### Fragmento del texto
▼▼▼
Educar para el infinito

La educación está enferma de pragmatismo. Se ha convertido en una maquinaria de producción de competencias, en una fábrica de resultados y en un simulacro de sentido. Nos hemos habituado a medirlo todo: rendimiento, eficacia, utilidad. Como si educar fuera calibrar una máquina o entrenar un músculo. En este delirio de métricas hemos olvidado lo esencial: la pregunta por el ser, la posibilidad de abrirse al Infinito.

Emmanuel Lévinas nos ofrece una clave para comprender este callejón sin salida. Su crítica a la “totalidad” —ese sistema cerrado que pretende explicarlo todo, dominarlo todo, neutralizar lo imprevisto— es también una crítica a una pedagogía agotada, que ha perdido el temblor, el misterio, la apertura. Educar desde la totalidad es domesticar, formando sujetos funcionales, adaptados y obedientes. Sujetos listos para encajar, no para pensar; entrenados para sobrevivir en el engranaje productivo, pero no para habitar la vida.

La totalidad es cómoda: provee de respuestas, ofrece seguridad, ahorra el vértigo de la incertidumbre y la intemperie. Pero esa comodidad tiene un precio, ya que nos encierra en un círculo sin fisuras, donde el otro ya no aparece como otro, sino como espejo, recurso y pieza de recambio. La totalidad conlleva una pedagogía de la autoreferencialidad: entiende el conocimiento como consumo, la verdad como objeto que se posee, el aula como espacio de domesticación más que de revelación.

Frente a esta lógica totalizante, Lévinas propone una alternativa radical: el Infinito. No como idea abstracta, sino como experiencia ética que desestabiliza. El Infinito irrumpe en nuestra vida a través del rostro del otro, en esa presencia que resiste a toda reducción, que no cabe en nuestros conceptos ni en nuestras categorías. El rostro del otro no se puede reducir, ni clasificar, ni instrumentalizar. Es una llamada, una herida, una promesa. No se deja colonizar por nuestros métodos, ni diluir en nuestras programaciones.
▲▲▲
### Tarea asignada 1
Enumere las tres cosas que, según el texto sobre educar para el infinito, nos hemos habituado a medir.
### Tarea asignada 2
En el texto sobre educar para el infinito, ¿a través de qué irrumpe el Infinito en nuestra vida?
### Tarea asignada 3
Escriba la continuación del texto sobre educar para el infinito a partir de su última oración.

### Registros de un conjunto de datos
▼▼▼
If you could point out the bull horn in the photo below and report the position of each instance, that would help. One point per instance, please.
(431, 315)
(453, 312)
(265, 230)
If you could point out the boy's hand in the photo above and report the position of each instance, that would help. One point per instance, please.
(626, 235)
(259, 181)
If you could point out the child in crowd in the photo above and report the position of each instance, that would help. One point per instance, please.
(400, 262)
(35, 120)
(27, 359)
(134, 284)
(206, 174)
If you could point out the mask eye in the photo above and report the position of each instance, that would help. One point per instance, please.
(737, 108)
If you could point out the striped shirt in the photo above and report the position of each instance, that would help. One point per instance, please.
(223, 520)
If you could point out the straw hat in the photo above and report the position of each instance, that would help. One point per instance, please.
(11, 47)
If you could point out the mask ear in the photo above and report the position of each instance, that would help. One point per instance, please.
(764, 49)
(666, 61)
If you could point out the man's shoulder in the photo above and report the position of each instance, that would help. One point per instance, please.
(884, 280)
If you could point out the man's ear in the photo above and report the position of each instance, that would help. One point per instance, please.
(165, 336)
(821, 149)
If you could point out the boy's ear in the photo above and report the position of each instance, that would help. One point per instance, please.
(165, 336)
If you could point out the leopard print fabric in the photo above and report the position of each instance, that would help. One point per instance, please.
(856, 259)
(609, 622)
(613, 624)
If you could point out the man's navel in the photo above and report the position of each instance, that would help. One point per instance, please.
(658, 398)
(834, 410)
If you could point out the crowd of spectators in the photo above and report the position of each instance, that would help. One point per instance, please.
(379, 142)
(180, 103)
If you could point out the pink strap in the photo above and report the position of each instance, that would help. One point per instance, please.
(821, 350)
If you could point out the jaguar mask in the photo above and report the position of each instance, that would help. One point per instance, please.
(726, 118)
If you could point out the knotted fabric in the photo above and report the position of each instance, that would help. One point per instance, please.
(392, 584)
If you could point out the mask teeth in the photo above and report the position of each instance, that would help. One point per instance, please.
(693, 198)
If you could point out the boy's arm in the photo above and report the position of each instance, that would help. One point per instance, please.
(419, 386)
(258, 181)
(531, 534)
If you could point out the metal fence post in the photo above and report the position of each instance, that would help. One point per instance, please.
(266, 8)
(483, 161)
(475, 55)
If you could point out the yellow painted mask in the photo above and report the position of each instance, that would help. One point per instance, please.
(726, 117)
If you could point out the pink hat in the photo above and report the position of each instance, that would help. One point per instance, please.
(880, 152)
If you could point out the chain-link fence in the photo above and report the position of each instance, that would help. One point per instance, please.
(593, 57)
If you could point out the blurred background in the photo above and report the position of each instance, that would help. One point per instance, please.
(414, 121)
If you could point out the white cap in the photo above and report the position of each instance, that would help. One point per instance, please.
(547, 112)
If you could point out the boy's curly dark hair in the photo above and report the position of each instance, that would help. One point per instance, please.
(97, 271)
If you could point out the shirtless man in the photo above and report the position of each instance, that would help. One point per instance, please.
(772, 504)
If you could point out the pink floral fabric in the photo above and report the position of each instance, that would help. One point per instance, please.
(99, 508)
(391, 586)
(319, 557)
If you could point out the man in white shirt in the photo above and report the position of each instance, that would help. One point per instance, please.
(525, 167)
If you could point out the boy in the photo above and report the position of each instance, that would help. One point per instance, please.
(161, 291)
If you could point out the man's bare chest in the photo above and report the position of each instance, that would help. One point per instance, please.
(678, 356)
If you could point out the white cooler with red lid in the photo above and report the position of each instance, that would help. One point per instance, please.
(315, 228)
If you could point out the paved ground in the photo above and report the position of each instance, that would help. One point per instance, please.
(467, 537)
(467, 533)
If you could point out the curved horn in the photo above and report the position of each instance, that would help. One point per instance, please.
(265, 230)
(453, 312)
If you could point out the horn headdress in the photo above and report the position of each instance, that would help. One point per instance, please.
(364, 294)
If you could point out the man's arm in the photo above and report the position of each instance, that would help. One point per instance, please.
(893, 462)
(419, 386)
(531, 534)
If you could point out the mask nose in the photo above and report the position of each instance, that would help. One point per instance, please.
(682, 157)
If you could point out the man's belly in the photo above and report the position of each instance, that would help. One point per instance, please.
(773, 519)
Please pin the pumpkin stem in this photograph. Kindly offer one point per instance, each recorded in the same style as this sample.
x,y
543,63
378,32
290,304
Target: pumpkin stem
▲▲▲
### Respuesta 1
Rendimiento, eficacia y utilidad.

### Respuesta 2
A través del rostro del otro.

### Respuesta 3
Educar para el Infinito significa educar para esa interrupción: formar sujetos capaces de dejarse afectar, abiertos a la alteridad y que se comprenden vulnerables. Significa aceptar que el conocimiento no es dominación, sino encuentro; que la verdad no es posesión, sino espacio compartido; que el saber no es acumulación, sino responsabilidad ante el otro.

Es una pedagogía del temblor, de la intemperie, de la apertura. Una pedagogía que acepta que el aula puede ser un abismo, un lugar donde las certezas se desmoronan y el pensamiento se tambalea. Donde el otro, con su presencia, nos obliga a recomenzar, a descentrarnos, a dejar atrás la falsa seguridad de las respuestas totales.

En este horizonte, el educador ya no es el experto que domina los saberes, sino el testigo que se deja interpelar. Educar no es transmitir un repertorio cerrado de verdades, sino sostener el espacio donde el Infinito pueda irrumpir. El maestro no enseña desde la cima, sino desde el camino; no instruye desde la completud, sino desde la herida. Educar para el Infinito es recordar que el saber solo nos salva cuando nos transforma, cuando nos expone, cuando nos abre a la responsabilidad inagotable que es vivir junto a otros.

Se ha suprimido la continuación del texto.